# [Your goal]
Drop the images, then output the listing exactly.

# [Materials provided]
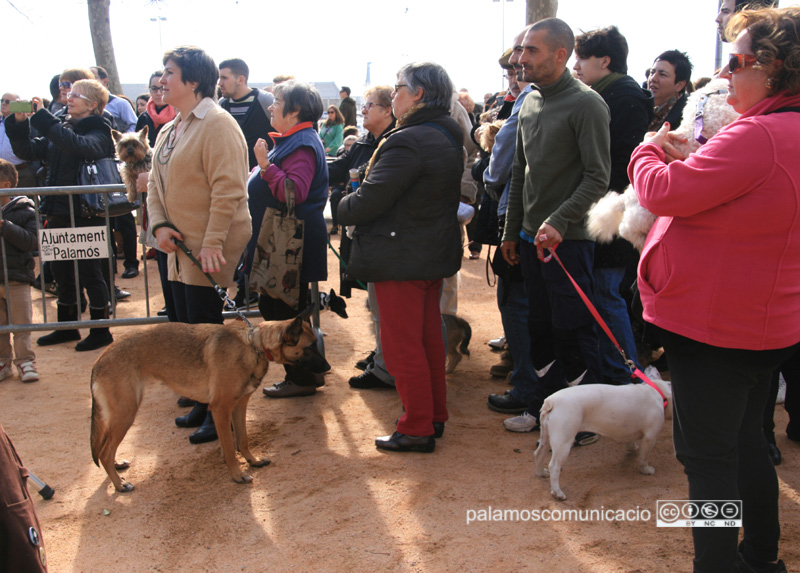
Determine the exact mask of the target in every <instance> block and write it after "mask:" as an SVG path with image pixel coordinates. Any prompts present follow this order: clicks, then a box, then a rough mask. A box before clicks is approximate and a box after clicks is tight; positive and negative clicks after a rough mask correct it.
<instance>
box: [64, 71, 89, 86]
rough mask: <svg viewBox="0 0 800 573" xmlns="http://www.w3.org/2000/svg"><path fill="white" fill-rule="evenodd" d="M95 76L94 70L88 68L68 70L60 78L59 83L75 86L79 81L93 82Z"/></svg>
mask: <svg viewBox="0 0 800 573" xmlns="http://www.w3.org/2000/svg"><path fill="white" fill-rule="evenodd" d="M93 79H94V74H93V73H92V70H87V69H86V68H67V69H66V70H64V71H63V72H61V75H60V76H59V77H58V80H59V82H69V83H71V84H74V83H75V82H77V81H78V80H93Z"/></svg>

# [Exercise output]
Determine the exact mask of the target in every <instance> block and write it after "mask:" as an SVG path with image pixel coordinates. Any prompts present follow this order: clicks, then a box, then a rough mask. A box before clicks is approximate and a box after clicks is tight; positive and negative clicks after a rough mask correct it.
<instance>
box: [64, 71, 89, 86]
rough mask: <svg viewBox="0 0 800 573" xmlns="http://www.w3.org/2000/svg"><path fill="white" fill-rule="evenodd" d="M95 76L94 70L88 68L68 70L60 78L59 83L75 86L79 81L93 82Z"/></svg>
mask: <svg viewBox="0 0 800 573" xmlns="http://www.w3.org/2000/svg"><path fill="white" fill-rule="evenodd" d="M93 79H94V74H93V73H92V70H87V69H86V68H67V69H66V70H64V71H63V72H61V75H60V76H59V77H58V80H59V82H69V83H71V84H74V83H75V82H77V81H78V80H93Z"/></svg>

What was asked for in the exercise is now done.